▶ [AUFGABE A] Erkläre in ein bis drei Sätzen, warum Salz, das nicht mehr salzt, im Text über Vertrauen als Salz gilt, das nur für sich ist.

▶ [TEXTBLOCK]
Kinder sind sehr leicht zu manipulieren. Deshalb bringt man Kindern bei: Wenn ein fremder Mensch dich anspricht und dich in seinem Auto mitnehmen will, dann sagst du Nein. Wir bringen ihnen bei, sich zu schützen: Gehe niemals mit einem fremden Menschen mit. Als Erwachsener wissen wir: Ich muss aufpassen, wem ich mich anvertraue.

Aber will ich, dass Kinder nur noch misstrauisch sind? Gleichzeitig bringen wir einem Kind bei, dass es reden soll, wenn es etwas auf dem Herzen hat. Kindern geht es gut, wenn sie unbekümmert spielen können und dafür brauchen sie Vertrauen. Wir behüten unser Herz nur, wenn wir uns öffnen und vertrauen. Deshalb kann es passieren, dass man sehr viel in der Bibel liest und viele Gottesdienste besucht, aber trotzdem sein Herz nicht behütet und unausstehlich wird – weil es nur noch darum geht abzuwehren.

Jesus erklärt seinen Jüngern mal, dass sie das Salz der Erde sind. Sie sind also gut für diese Welt. Sie bringen eine gute Würze. Dann redet Jesus aber davon, was passiert, wenn Salz nicht mehr salzt. Über diesen Teil habe ich mich regelmäßig gewundert. Wie könnte Salz nicht mehr salzen? Hast du schon mal Salz probiert und es war nicht mehr salzig? Was meint Jesus also damit, dass Salz nicht mehr salzt? Ich glaube folgendes: Salz entfaltet dann seine Wirkung, wenn es etwas beigefügt wird. Dass Salz salzig ist, merkst du dann, wenn es in der Suppe ist. Salz, dass auf einem Salzhaufen gesammelt wird, hilft nichts. Salz, dass nicht mehr salzt, ist Salz, dass nur für sich ist. Jesus spricht im gleichen Atemzug auch von einem Licht, dass verdeckt wird und nur für sich ist. Dieses Licht macht überhaupt keinen Sinn.

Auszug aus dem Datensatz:
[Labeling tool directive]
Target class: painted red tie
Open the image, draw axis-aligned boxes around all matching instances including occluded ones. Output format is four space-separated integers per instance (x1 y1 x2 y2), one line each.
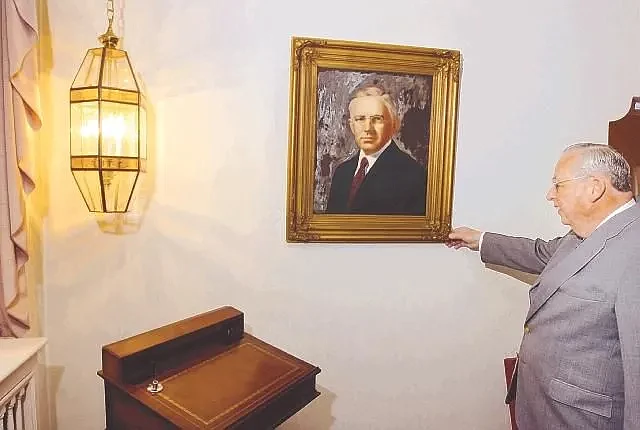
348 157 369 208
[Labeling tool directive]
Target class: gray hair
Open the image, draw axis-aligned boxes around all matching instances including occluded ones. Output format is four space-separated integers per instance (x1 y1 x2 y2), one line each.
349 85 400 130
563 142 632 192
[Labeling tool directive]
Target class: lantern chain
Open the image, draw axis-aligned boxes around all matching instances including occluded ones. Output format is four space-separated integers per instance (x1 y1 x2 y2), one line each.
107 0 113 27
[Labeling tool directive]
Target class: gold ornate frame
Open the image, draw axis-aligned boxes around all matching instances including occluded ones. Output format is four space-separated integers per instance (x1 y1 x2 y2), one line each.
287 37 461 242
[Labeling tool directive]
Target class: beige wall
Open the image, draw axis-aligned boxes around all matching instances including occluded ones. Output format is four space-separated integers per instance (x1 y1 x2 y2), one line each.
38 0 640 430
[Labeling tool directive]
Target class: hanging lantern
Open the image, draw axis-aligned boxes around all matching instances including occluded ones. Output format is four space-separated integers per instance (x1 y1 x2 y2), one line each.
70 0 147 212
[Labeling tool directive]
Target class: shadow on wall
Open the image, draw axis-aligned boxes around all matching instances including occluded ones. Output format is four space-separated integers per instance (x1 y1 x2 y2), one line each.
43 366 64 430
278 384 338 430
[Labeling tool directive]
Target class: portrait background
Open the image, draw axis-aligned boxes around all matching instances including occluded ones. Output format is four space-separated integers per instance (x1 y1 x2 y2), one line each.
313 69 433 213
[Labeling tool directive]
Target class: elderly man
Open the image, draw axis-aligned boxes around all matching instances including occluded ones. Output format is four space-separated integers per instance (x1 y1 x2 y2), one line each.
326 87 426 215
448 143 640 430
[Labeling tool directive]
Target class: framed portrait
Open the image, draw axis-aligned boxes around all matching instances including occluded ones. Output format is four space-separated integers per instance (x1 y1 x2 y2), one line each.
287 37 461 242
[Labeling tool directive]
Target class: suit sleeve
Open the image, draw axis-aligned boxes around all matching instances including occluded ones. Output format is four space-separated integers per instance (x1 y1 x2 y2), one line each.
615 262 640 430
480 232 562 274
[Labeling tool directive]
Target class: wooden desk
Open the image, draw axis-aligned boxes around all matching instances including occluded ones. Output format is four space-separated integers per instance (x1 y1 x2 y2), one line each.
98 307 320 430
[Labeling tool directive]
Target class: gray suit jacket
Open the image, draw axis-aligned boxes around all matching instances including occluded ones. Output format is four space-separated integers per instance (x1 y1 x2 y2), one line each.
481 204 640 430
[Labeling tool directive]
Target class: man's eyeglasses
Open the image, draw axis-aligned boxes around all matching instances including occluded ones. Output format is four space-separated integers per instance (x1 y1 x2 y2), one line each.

▶ [AUFGABE B] Sammle aus den Datensätzen oben jede Zeile, die die Zeichenfolge "gray" enthält. Dabei zählt die Groß- und Kleinschreibung.

▶ [LÖSUNG A] Salz entfaltet seine Wirkung erst, wenn es etwas beigefügt wird. Dass es salzig ist, merkt man erst, wenn es in der Suppe ist. Salz, das auf einem Salzhaufen gesammelt wird, hilft dagegen nichts.

▶ [LÖSUNG B]
Target class: gray hair
Target class: gray suit jacket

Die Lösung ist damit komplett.